Task to complete:
Please repeat the entries from the line with "Exercise. Mark the dirt field" to the line with "pixel 280 393", both included, and multiply every coordinate in the answers by 1.65, rounding to whole numbers with halves going up. Leave all other numbers unchanged.

Extracted records
__________________________________________________

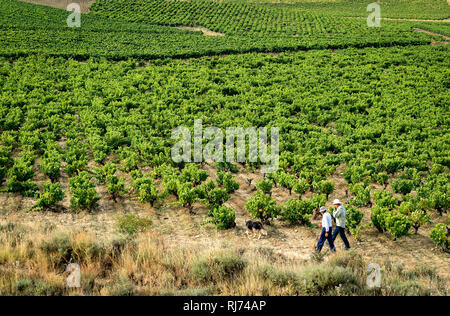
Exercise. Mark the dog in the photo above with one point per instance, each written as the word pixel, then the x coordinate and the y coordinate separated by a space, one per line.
pixel 255 227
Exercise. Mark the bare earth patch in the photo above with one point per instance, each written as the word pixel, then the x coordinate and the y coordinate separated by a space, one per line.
pixel 204 30
pixel 176 227
pixel 447 39
pixel 62 4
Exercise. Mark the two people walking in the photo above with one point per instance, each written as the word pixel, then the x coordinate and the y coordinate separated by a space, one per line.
pixel 339 214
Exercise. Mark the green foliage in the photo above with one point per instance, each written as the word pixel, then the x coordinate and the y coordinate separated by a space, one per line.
pixel 397 224
pixel 382 179
pixel 76 156
pixel 103 172
pixel 115 186
pixel 224 217
pixel 51 165
pixel 288 181
pixel 418 218
pixel 5 161
pixel 384 199
pixel 378 217
pixel 301 187
pixel 192 173
pixel 265 186
pixel 362 195
pixel 84 196
pixel 297 211
pixel 441 236
pixel 51 194
pixel 262 206
pixel 353 218
pixel 21 175
pixel 327 187
pixel 187 196
pixel 132 224
pixel 147 190
pixel 402 186
pixel 227 181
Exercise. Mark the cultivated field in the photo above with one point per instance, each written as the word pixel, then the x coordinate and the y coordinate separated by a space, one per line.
pixel 87 168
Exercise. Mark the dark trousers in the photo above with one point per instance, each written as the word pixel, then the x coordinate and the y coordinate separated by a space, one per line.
pixel 341 231
pixel 322 240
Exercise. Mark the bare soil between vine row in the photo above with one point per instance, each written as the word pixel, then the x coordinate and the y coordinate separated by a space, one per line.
pixel 178 228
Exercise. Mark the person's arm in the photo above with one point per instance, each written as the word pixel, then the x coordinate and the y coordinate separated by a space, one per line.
pixel 326 223
pixel 337 212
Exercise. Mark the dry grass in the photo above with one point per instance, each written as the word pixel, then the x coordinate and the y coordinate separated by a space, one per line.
pixel 62 4
pixel 33 261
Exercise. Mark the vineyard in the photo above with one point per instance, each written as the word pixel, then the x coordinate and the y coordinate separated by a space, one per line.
pixel 87 114
pixel 124 29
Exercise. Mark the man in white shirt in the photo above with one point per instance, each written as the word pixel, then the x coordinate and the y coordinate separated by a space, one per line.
pixel 339 214
pixel 326 231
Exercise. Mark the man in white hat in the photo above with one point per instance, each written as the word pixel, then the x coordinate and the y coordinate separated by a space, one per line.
pixel 326 230
pixel 339 214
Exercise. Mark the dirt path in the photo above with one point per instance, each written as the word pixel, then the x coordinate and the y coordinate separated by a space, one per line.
pixel 204 30
pixel 62 4
pixel 447 39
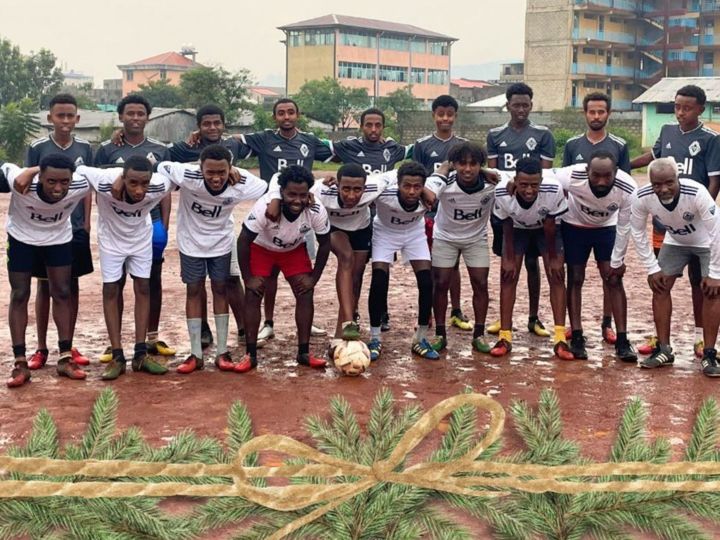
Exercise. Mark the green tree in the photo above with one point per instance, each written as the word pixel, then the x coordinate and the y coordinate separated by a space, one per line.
pixel 328 101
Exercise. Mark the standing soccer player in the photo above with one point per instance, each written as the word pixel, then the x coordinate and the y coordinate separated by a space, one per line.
pixel 696 150
pixel 264 246
pixel 687 211
pixel 506 144
pixel 40 234
pixel 63 115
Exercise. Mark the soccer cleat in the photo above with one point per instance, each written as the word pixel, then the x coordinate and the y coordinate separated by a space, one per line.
pixel 190 364
pixel 661 356
pixel 501 348
pixel 375 346
pixel 710 364
pixel 224 362
pixel 562 351
pixel 424 349
pixel 161 348
pixel 37 360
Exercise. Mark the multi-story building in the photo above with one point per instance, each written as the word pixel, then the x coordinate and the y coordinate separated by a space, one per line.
pixel 376 55
pixel 620 47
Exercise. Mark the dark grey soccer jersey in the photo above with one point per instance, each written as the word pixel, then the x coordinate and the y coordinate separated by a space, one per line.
pixel 431 151
pixel 580 148
pixel 375 158
pixel 697 152
pixel 275 152
pixel 507 145
pixel 79 151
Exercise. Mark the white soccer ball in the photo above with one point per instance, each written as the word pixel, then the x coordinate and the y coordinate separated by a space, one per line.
pixel 352 357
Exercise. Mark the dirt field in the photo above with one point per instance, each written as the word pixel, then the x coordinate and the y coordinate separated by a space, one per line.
pixel 280 393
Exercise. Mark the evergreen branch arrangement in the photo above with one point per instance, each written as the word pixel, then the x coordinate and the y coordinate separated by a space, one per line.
pixel 387 510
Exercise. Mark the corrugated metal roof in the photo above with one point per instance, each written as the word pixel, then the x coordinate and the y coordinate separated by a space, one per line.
pixel 365 24
pixel 664 91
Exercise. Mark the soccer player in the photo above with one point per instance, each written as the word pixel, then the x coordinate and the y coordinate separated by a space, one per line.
pixel 465 200
pixel 596 107
pixel 134 111
pixel 597 220
pixel 687 211
pixel 125 242
pixel 696 150
pixel 205 232
pixel 40 234
pixel 529 216
pixel 507 144
pixel 63 115
pixel 399 226
pixel 264 246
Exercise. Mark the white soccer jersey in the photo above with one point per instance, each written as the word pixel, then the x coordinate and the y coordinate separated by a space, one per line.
pixel 205 225
pixel 461 216
pixel 36 222
pixel 285 235
pixel 124 228
pixel 694 221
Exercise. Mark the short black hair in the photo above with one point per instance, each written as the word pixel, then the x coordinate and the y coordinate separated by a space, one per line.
pixel 57 161
pixel 372 110
pixel 691 90
pixel 285 100
pixel 216 151
pixel 207 110
pixel 518 89
pixel 134 98
pixel 411 168
pixel 444 101
pixel 465 150
pixel 528 165
pixel 137 163
pixel 58 99
pixel 353 170
pixel 296 174
pixel 596 96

__________________________________________________

Exercise response:
Exercise. Mark the dirt field in the photo above with one point per instance, each written as the word pixel, then the x coordinate and the y coordinate separated by a space, one per line.
pixel 462 648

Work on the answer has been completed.